- **WORK ITEM**
Take the data below and copy exactly the lines starting at the one with "Task: Where can the girl's white" and finishing at the one with "Target: boy's hair", both included.

- **SOURCE INFORMATION**
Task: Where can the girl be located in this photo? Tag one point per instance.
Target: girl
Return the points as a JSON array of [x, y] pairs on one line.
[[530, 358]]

---

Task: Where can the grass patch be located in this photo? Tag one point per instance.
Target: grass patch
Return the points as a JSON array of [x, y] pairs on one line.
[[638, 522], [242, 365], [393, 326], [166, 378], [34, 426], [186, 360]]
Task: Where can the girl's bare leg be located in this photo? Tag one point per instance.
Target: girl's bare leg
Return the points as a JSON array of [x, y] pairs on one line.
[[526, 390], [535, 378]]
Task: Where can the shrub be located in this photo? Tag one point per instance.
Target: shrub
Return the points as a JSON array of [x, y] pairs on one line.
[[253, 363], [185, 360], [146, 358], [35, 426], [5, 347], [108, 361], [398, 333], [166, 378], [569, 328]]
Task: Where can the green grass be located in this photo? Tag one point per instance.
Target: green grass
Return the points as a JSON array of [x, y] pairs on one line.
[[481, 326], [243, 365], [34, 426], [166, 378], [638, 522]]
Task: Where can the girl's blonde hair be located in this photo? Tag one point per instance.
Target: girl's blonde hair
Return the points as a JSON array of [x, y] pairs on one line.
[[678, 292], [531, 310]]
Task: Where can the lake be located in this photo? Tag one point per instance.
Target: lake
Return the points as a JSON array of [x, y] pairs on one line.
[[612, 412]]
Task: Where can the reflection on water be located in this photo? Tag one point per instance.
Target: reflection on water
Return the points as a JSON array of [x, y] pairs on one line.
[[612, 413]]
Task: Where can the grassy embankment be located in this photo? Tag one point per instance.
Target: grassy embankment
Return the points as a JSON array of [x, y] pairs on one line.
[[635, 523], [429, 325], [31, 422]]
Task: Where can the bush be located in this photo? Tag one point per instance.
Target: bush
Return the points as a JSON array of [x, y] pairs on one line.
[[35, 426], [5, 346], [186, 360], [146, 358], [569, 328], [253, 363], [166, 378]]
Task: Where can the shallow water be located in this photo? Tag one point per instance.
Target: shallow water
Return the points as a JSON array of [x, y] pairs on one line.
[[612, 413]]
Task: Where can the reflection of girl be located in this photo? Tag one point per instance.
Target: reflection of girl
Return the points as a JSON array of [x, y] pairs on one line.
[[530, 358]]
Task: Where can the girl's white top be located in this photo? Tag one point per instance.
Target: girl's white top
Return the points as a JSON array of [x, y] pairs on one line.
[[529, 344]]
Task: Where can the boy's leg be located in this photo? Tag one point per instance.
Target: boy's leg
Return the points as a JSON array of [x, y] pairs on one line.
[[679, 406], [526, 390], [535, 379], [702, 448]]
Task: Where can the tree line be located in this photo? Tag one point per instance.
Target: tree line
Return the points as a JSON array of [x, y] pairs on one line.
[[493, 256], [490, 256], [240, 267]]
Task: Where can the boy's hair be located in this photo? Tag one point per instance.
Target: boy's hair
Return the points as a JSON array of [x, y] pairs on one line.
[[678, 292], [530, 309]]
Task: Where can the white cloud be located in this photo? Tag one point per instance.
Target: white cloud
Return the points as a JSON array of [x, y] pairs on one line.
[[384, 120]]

- **OUTPUT OF THE EXERCISE**
Task: Where can the girl's white top be located in this photo? Tag one point per instance.
Target: girl's white top
Return the points as a JSON array of [x, y] pairs on one line.
[[529, 344]]
Task: Where can the boy's leg be located in this photo? Tag one point per instance.
Target: boy's leg
Return the points as a JSON array of [x, y] pairs on one line.
[[679, 406], [526, 390], [535, 379], [702, 448]]
Task: Where can the tree line be located in this photo? Tag one point per instance.
Target: tree line
Return the points as a JSON array of [x, y] pairs on one line.
[[493, 256], [490, 256], [240, 267]]
Task: Where can the boy's hair be located in this photo? Tag one point per instance.
Target: boy's hair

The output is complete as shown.